● **Esercizi**:
- A) Trascrivi fedelmente il passo del testo su Giorni perduti compreso tra "Mi sento bravo, molto" e "tutto il giro.", estremi inclusi.
- B) Rispondi alle seguenti domande basandoti sul testo su Giorni perduti:
(i) Quale oggetto impegna Don per procurarsi altro denaro?
(ii) Chi è l'autore del romanzo portato sullo schermo?
(iii) Secondo le parole di Don, che cosa diventa il bere di mattina?

Giorni perduti
di Billy Wilder con Ray
Milland, Jane Wyman Philip Terry , Doris Dowling,
Howard Da Silva -
USA
– 1945 – Durata
Don Birman (Roy Milland) promettente
scrittore non riesce a finire uno straccio di racconto e trascorre le giornate a
bere come una spugna. Helen (Jane Wyman) la sua fidanzata e suo fratello Wick
(Philip Terry) provano a convincerlo a partire con loro per un week end ma lui
declina il loro invito e non vede l’ora di rimanere da solo in casa
per scolarsi un paio di bottiglie. Senza più il becco di un quattrino Don
riesce a scovare dei soldi destinati alla paga settimanale della cameriera e va
nel bar di Nat (Howard Da Silva) un barista paterno e comprensivo. Dopo aver
raccattato qualche spicciolo in casa va nel bar di Nat (Howard Da Silva) ed
inizia a bere un whisky dietro l’altro. Per rifare il pieno, elemosina qualche
dollaro a Gloria (Doris Dowling) una prostituta, segretamente innamorata di lui
e, successivamente impegna la sua macchina da scrivere. Il suo cervello va in
panne ed è ricoverato in ospedale. Deluso e senza speranze, Don ritorna a casa e
decide di farla finita ma sopraggiunge Helen che lo dissuade. Nel finale
consolatorio, Don si lascia alle spalle i demoni dell’alcol, ritrova la fiducia
in se stesso e riprende a scrivere.
Wyler traspone sullo schermo il romanzo
di Charles Reginald Jackson e, come recita il titolo originale, ambienta la
vicenda nell’arco di un weekend. Sin dalle prime battute Don è mostrato come un
uomo, solo e disperato che cerca di affogare la propria disperazione nell’alcol.
Né l’amore di Helen, né le discrete attenzioni di Gloria riescono a distoglierlo
dal suo progetto autodistruttivo e per tutto il film è alla disperata ricerca di
soldi per poter comprare qualche bottiglia da scolare. I dialoghi sono molto
curati ed al fido Nat, Don confessa:“Bere scarica la mia zavorra e il mio
spirito si libra in volo. Sono al di sopra di tutto.
Mi sento bravo, molto bravo. Cammino sulla fune sopra le cascate del
Niagara. Mi sento un grande uomo. Sono Michelangelo che modella la barba di
Mosè, Raffaello che dipinge Dio…Giulio Cesare e Napoleone insieme. Io sono
Shakespeare. E qui fuori non c’è la terza strada ma c’è il Nilo e sulle sue
acque azzurre naviga la barca di Cleopatra….”
E quando Nat gli chiede
perché beve al mattino, si sente
rispondere: “Parli come un
bambino. Non si tronca così. Quando si è nel carosello bisogna fare tutto il
giro, girare, girare, finché la musica diventa più lenta, poi si sfiata e
all’improvviso si ferma. Bisogna fare tutto il giro.
E’ proprio al mattino che se ne ha bisogno. Di notte fa piacere bere. Di
mattina è una medicina,”

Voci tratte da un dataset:
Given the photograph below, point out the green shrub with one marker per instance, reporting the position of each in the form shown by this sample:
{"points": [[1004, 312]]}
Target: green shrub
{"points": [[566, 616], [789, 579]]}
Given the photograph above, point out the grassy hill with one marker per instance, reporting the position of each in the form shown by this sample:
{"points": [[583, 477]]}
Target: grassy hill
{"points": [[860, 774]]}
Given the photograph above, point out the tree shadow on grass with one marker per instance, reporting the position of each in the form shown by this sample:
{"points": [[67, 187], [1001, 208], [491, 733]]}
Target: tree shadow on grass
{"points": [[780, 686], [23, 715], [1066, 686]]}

...

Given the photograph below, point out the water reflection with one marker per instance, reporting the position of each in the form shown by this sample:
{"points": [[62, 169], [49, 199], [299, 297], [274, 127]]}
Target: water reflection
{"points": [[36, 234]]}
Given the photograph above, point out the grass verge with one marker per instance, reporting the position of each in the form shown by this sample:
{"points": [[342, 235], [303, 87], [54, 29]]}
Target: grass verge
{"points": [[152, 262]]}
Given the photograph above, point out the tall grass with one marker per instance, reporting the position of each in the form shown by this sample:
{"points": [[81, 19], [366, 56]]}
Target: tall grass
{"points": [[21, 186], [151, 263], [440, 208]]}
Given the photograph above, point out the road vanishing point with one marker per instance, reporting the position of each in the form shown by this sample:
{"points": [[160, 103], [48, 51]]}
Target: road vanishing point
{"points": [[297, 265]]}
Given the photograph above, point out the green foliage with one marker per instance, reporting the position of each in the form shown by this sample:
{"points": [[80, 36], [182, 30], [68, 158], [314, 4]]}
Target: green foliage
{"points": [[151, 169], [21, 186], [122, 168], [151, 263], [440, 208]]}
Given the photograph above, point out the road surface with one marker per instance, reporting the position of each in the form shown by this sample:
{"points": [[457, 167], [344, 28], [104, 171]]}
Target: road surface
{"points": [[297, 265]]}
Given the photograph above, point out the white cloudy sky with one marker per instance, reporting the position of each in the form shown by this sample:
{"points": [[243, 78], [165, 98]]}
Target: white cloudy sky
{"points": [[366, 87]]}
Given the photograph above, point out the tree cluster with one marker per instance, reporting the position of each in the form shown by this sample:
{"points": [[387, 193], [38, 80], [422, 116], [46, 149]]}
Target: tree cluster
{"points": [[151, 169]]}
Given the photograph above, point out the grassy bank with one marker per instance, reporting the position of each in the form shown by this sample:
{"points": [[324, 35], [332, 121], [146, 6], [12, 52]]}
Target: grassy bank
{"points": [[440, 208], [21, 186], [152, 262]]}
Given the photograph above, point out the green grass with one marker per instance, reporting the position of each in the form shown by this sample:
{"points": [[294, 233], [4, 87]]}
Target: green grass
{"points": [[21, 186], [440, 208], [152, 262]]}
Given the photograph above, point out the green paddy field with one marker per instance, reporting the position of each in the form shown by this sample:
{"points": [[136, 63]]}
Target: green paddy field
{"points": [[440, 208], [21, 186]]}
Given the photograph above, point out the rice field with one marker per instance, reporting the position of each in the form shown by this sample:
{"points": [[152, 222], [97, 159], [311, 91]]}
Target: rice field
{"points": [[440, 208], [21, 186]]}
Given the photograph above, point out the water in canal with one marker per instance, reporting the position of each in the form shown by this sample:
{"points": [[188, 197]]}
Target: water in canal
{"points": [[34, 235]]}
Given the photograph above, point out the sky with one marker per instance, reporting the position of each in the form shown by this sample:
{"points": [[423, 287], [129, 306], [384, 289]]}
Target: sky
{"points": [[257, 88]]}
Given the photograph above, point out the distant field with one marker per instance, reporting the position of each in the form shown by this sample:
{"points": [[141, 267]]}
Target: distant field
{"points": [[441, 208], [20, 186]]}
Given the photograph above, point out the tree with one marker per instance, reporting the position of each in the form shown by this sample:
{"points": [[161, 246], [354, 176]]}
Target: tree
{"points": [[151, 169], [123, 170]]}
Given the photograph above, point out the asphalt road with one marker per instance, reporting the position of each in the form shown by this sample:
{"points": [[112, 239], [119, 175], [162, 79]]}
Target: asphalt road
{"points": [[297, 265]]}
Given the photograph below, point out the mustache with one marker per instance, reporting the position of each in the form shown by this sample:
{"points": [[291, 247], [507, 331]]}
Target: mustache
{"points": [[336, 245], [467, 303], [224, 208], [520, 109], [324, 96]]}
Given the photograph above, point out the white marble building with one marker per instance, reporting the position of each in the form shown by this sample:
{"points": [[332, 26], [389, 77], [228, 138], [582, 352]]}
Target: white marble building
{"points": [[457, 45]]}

--

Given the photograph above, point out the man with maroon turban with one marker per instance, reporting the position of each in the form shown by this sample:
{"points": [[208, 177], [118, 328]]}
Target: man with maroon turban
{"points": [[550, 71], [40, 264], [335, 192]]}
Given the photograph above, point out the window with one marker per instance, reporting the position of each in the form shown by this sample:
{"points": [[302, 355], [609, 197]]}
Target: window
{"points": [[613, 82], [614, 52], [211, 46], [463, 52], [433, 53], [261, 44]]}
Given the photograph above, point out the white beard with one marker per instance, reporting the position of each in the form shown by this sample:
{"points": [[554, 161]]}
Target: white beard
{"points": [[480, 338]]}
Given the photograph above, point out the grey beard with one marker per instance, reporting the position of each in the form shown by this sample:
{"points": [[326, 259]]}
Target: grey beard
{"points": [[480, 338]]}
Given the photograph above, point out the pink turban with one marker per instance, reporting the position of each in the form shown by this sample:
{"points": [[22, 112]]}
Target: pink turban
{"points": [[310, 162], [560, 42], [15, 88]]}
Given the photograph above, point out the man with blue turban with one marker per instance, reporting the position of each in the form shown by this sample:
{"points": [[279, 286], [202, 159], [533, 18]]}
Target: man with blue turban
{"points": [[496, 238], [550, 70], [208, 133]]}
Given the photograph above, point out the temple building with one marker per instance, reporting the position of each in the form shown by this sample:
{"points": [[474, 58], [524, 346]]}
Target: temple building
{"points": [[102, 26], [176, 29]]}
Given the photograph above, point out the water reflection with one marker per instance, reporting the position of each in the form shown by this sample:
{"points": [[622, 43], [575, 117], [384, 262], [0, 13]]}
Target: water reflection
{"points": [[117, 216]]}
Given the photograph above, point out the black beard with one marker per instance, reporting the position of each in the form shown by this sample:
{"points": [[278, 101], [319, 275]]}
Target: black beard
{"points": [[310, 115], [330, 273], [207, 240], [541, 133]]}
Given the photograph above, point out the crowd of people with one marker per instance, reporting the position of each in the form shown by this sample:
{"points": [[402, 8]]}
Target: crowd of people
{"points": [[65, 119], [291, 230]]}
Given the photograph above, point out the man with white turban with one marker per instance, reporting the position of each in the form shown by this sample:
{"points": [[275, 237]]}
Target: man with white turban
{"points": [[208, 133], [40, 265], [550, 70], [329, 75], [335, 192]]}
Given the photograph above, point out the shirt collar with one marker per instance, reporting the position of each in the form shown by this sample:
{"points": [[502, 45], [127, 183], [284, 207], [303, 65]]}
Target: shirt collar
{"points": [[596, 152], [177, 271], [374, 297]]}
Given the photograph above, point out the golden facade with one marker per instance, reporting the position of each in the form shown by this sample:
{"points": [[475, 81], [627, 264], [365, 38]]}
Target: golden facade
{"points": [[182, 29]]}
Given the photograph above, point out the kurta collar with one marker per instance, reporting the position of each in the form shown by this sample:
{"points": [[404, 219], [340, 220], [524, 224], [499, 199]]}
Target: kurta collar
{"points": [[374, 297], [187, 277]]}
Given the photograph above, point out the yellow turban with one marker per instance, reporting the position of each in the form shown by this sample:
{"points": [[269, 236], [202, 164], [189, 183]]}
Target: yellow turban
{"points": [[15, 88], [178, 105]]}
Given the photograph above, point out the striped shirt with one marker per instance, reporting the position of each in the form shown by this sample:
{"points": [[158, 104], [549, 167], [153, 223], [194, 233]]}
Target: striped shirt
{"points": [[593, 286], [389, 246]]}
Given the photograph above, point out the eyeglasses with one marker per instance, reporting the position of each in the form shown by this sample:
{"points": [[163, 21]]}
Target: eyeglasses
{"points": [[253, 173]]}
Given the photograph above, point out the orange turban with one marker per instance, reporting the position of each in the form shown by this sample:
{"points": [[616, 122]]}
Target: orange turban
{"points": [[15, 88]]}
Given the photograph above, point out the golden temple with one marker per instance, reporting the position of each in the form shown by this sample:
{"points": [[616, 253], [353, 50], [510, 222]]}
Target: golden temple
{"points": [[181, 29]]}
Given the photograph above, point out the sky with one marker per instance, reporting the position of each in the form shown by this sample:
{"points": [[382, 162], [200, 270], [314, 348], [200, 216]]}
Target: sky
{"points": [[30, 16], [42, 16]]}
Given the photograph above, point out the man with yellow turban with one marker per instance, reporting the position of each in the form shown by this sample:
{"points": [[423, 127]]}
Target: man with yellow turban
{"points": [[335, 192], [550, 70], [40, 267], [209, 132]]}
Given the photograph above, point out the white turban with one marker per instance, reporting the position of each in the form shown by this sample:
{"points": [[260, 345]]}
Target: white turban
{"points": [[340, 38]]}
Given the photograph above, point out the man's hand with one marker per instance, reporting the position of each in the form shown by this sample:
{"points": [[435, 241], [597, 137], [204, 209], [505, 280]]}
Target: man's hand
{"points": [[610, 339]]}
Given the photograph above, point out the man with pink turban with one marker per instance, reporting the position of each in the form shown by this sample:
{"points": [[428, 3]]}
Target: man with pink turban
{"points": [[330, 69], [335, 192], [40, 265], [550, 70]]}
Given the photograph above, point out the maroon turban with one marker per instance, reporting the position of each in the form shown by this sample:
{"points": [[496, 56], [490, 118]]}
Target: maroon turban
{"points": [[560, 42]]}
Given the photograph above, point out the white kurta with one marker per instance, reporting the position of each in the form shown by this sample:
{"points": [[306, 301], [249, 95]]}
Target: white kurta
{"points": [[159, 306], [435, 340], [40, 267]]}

● **Soluzioni**:
- A)
Mi sento bravo, molto bravo. Cammino sulla fune sopra le cascate del
Niagara. Mi sento un grande uomo. Sono Michelangelo che modella la barba di
Mosè, Raffaello che dipinge Dio…Giulio Cesare e Napoleone insieme. Io sono
Shakespeare. E qui fuori non c’è la terza strada ma c’è il Nilo e sulle sue
acque azzurre naviga la barca di Cleopatra….”
E quando Nat gli chiede
perché beve al mattino, si sente
rispondere: “Parli come un
bambino. Non si tronca così. Quando si è nel carosello bisogna fare tutto il
giro, girare, girare, finché la musica diventa più lenta, poi si sfiata e
all’improvviso si ferma. Bisogna fare tutto il giro.

- B)
(i) La sua macchina da scrivere.
(ii) Charles Reginald Jackson.
(iii) Una medicina.